Mr Johnson was commenting on the case of Rob Roberts (b 1979; MP for Delyn 2019-2024) and while scandal is nothing novel in the House of Commons (and as the matter of Lord Peter "Mandy" Mandelson (b 1953) illustrates, nor is it in the upper house), aspects of the Roberts case were unusual.  In 2021, an independent panel, having found Mr Roberts sexually had harassed a member of his staff recommended he should be suspended from parliament for six weeks.  The panel found he’d committed a “serious and persistent breach of the parliament’s sexual misconduct policy” and although the MP had taken “positive steps”, he’d demonstrated only “limited insight into the nature of his misconduct”, the conclusion being there remained concerns “he does not yet fully understand the significance of his behaviour or the full nature and extent of his wrongdoing.  Politicians sexually harassing their staff is now so frequent as to be unremarkable but what attracted some interest was that intriguingly, Mr Roberts had identified the problem and it turned out to be the complainant.  When alone together in a car on a constituency visit, the MP had said to him: “I find you very attractive and alluring and I need you to make attempts to be less alluring in the office because it's becoming very difficult for me.  So it was Mr Roberts who really was the victim and the complainant clearly made an insufficient effort to become “less alluring” because the MP later told the man the advance he had made in the car was “something I would like to pursue, and if you would like to pursue that too it would make me very happy”.  From there, things got worse for the victim (in the sense of the complainant, not the politician).

Official portrait of Rob Roberts, the former honourable member for Delyn.

Mr Roberts had “come out” as gay after 15 years of marriage, the panel noting he’d been “going through several challenges and significant changes in his personal life”, adding these “do not excuse his sexual misconduct”.  Despite his announcement, he also propositioned young female staff members (perhaps he should have “come out” as bisexual), suggesting to one they might: “fool around with no strings”, assuring her that while he “…might be gay… I enjoy … fun times”. In April 2021 the Conservative (Tory) Party had announced that the MP had been "strongly rebuked", but would not lose the whip. Apparently, at the time, it was thought sufficiently condign for him to “undertake safeguarding and social media protection training”.  The next month however, the panel handed down its recommendations and he was “suspended from the services of the house for six weeks”, subsequently losing the Tory whip and had his party membership suspended.  In a confusing coda, after (controversially) returning to the Commons in July 2021, he was re-admitted to the party in October 2021 but was denied the whip, requiring him to sit as an independent until the end of his term.  In the 2024 general election, he stood as an independent candidate in the new constituency of Clwyd East, coming last with 599 votes and losing his deposit.  Privately as well as politically, life for Mr Roberts has been discursive.  After in May 2020 tweeting he was gay and separating from his wife, in 2023, he re-married.
_ _ _ _
» **What you need to do**: According to the text about Rob Roberts, how many votes did he receive as an independent candidate in the 2024 general election? The rows are separate material and have no connection to the text about Rob Roberts.
_ _ _ _
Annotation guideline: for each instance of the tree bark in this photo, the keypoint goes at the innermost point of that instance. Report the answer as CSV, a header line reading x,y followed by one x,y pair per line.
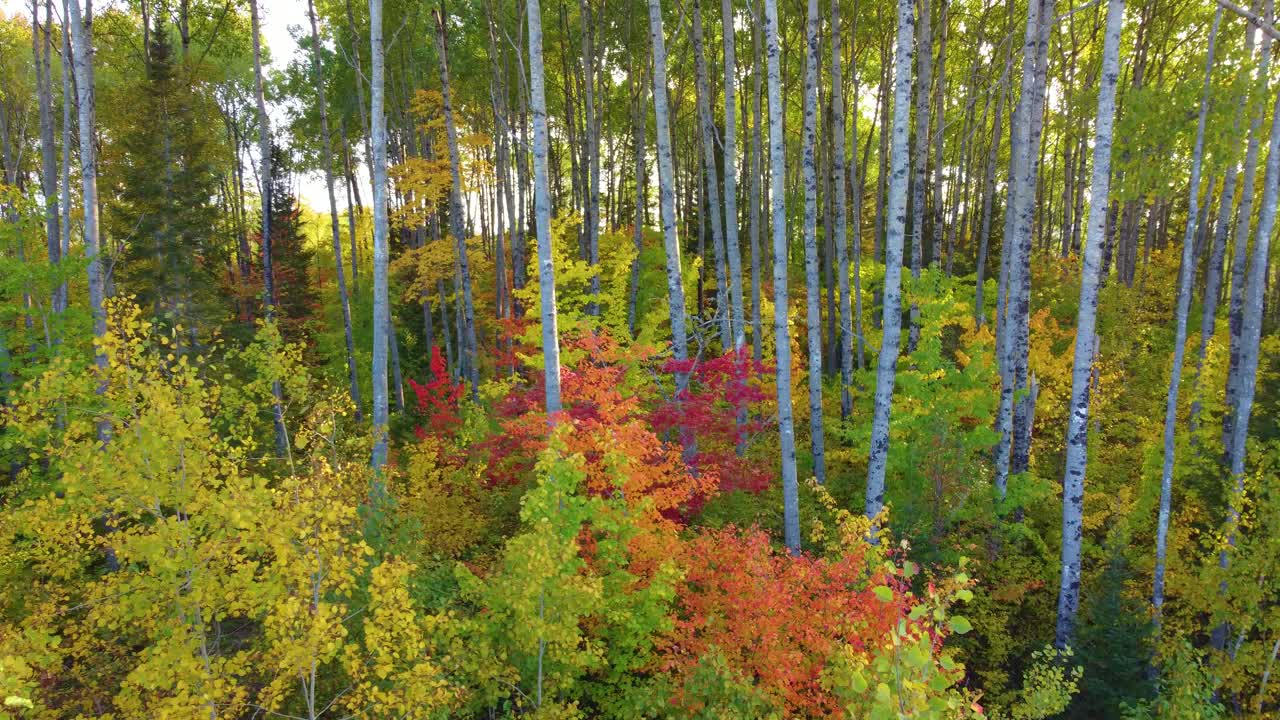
x,y
755,206
543,209
813,288
841,231
1251,336
1086,333
895,229
327,160
731,244
469,324
40,48
667,194
1239,251
82,63
781,333
382,302
1016,247
711,180
1184,299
_ _ _ _
» **Expected output**: He received 599 votes.